# [Consignes]
1. Dans le texte sur Rilke et Michel Diaz, dans la traduction de quel traducteur les mots Pauvre et Pauvreté prennent-ils une majuscule ?
2. Poursuivez le texte sur Rilke et Michel Diaz à partir de sa dernière phrase.

# [Texte extrait]
------------------------------------------------------------------------
C’est à la fois un lieu et son absence, la marque d’un exil (lisant un poème de Michel Diaz, autre, j’ai pensé aussi exil de corps et âme : celui qu’on constate, celui qu’on élabore).
Le choix qu’il a fait de Rilke comme exergue est absolument adéquat. Car ce poème, ample, un des trois du Livre d’heures est un des très grands textes de Rilke, en affinité de démarche avec ce qu’écrit Michel Diaz. Et il donne la dimension de l’interrogation que les pages qui suivent vont tenter de fouiller plutôt que de cerner (poésie en prose que ces lettres d’Ulysse…).
Exil, le mot y est. « Tu es en exil », écrit Rilke, invoquant ce « dénué de tout » qu’est François d’Assise (qui fascine aussi François Cheng) et parlant aussi à l’être en chemin de lucidité, en capacité d’appauvrissement, pour un dénuement qui arrachera identité illusoire et ancrage éphémère. Deux espaces en cela, d’abord. Celui de l’errance réelle traversant les frontières et les mers, généalogie qui nous habite, et histoire personnelle dont on ne sait pas toujours quelle hantise est prégnante. Et celui de la tragédie humaine qu’est l’absence à soi, l’encombrement qui coupe de sa réalité. À l’inverse, le dépouillement est l’horizon désiré qui nous fera « dénué de tout », perdant ce qui nous empêche d’être notre essence.
Dans la traduction de Rilke par Jacques Legrand, Pauvre a une majuscule, Pauvreté aussi, dans deux vers. Quand cela signifie ce dénuement du sage accompli, hissé à sa dimension haute. Même si le texte de Rilke magnifie aussi les simples pauvres, ceux du manque, et constitue une sorte de prière à Dieu (à la transcendance) pour qu’il aide l’humain dans ce chemin de renoncement qui est la capacité de porter la conscience de sa propre mort. Mort finitude et mort symbolique des apparences.

Et c’est tout cela qu’aborde Michel Diaz.

Autres clés liées à Rilke. Le Livre de la pauvreté et de la mort suit celui de la vie monastique, et celui du pèlerinage. Un ensemble mystique. Or le voyage d’Ulysse n’est-il pas en quelque sorte un pèlerinage ? Et sa solitude volontaire, ici, qui le fait renoncer, dans le livre de Michel Diaz, au confort affectif, n’est-ce pas démarche d’enfermement monastique ?
Rilke est donc une porte pour entrer dans l’univers de ce livre.
------------------------------------------------------------------------
# [Bloc de données]

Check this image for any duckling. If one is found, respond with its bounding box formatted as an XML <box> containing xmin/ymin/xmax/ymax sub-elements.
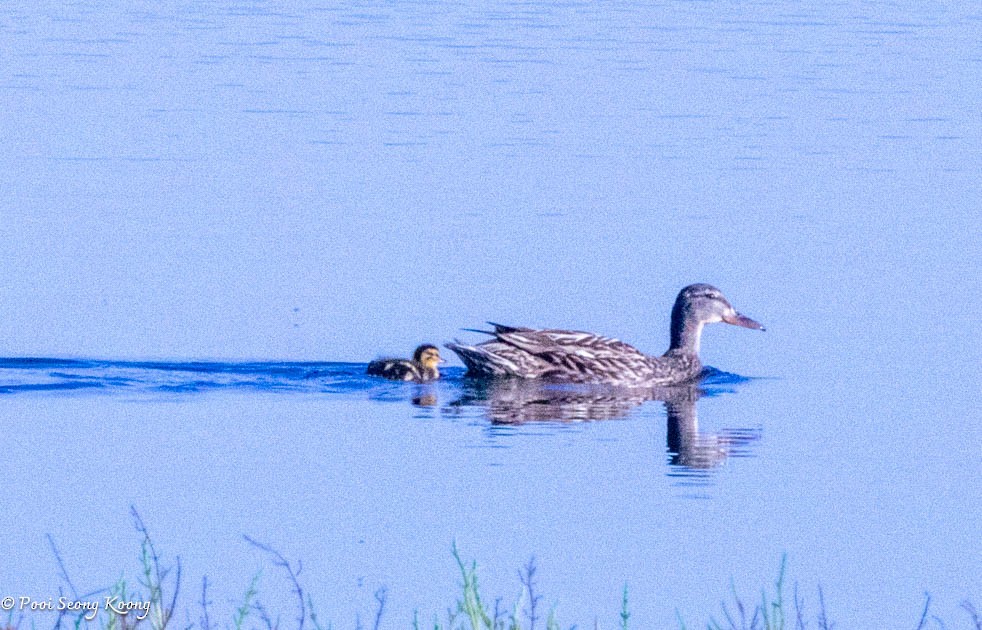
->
<box><xmin>366</xmin><ymin>343</ymin><xmax>444</xmax><ymax>383</ymax></box>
------------------------------------------------------------------------
# [Réponses]
1. Dans la traduction de Jacques Legrand.

2.
J’étais intriguée, après voir tant lu Audisio et son Ulysse, de retrouver ce personnage méditerranéen mythique, mais faisant d’autres choix.

David Le Breton a écrit une préface intuitive (titrée Aspiration à l’absence), insistant sur le détachement qui remplace la nostalgie. Et son évocation de Simone Weil lui fait rejoindre aussi la dimension mystique de l’exergue. Le lien avec Edmond Jabès, qu’il cite aussi, est très bien pensé (« Le lieu véritable est-il dans l’absence de tout lieu ? Le lieu, justement, de cette inacceptable absence. »). Car Jabès est à la fois l’écrivain de l’exil réel, su et non su (parfois perdu dans les strates de notre inconscient) et de l’exil métaphysique, qu’il transforme en épreuve de sens et alchimie d’âme, en grand commentateur de la langue qui s’inscrit en lui, en tissant plusieurs, à l’égal d’un talmudiste éclairé.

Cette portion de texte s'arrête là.